___ Data ___

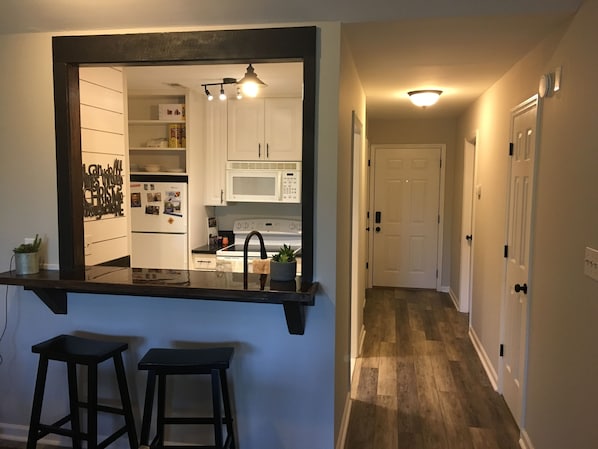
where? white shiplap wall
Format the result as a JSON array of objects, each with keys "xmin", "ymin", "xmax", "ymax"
[{"xmin": 79, "ymin": 67, "xmax": 130, "ymax": 265}]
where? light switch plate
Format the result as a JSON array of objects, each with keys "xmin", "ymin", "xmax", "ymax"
[{"xmin": 583, "ymin": 246, "xmax": 598, "ymax": 281}]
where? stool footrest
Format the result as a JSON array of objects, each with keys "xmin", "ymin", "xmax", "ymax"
[
  {"xmin": 163, "ymin": 417, "xmax": 233, "ymax": 424},
  {"xmin": 77, "ymin": 402, "xmax": 125, "ymax": 415}
]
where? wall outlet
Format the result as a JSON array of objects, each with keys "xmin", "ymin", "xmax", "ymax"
[{"xmin": 583, "ymin": 246, "xmax": 598, "ymax": 281}]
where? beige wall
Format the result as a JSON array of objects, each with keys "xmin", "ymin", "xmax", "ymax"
[
  {"xmin": 367, "ymin": 119, "xmax": 457, "ymax": 288},
  {"xmin": 458, "ymin": 0, "xmax": 598, "ymax": 449}
]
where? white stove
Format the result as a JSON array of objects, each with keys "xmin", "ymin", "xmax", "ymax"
[{"xmin": 216, "ymin": 218, "xmax": 301, "ymax": 273}]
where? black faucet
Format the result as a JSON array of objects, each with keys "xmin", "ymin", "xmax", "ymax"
[{"xmin": 243, "ymin": 231, "xmax": 268, "ymax": 290}]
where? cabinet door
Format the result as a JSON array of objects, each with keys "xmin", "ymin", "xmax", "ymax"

___

◆ Task to complete
Locate every line in the listing above that contains the string "wall" and copy each such line. Uppercase and lowercase letters count as different.

◆ Solution
where? white shiplap wall
where? wall outlet
where? beige wall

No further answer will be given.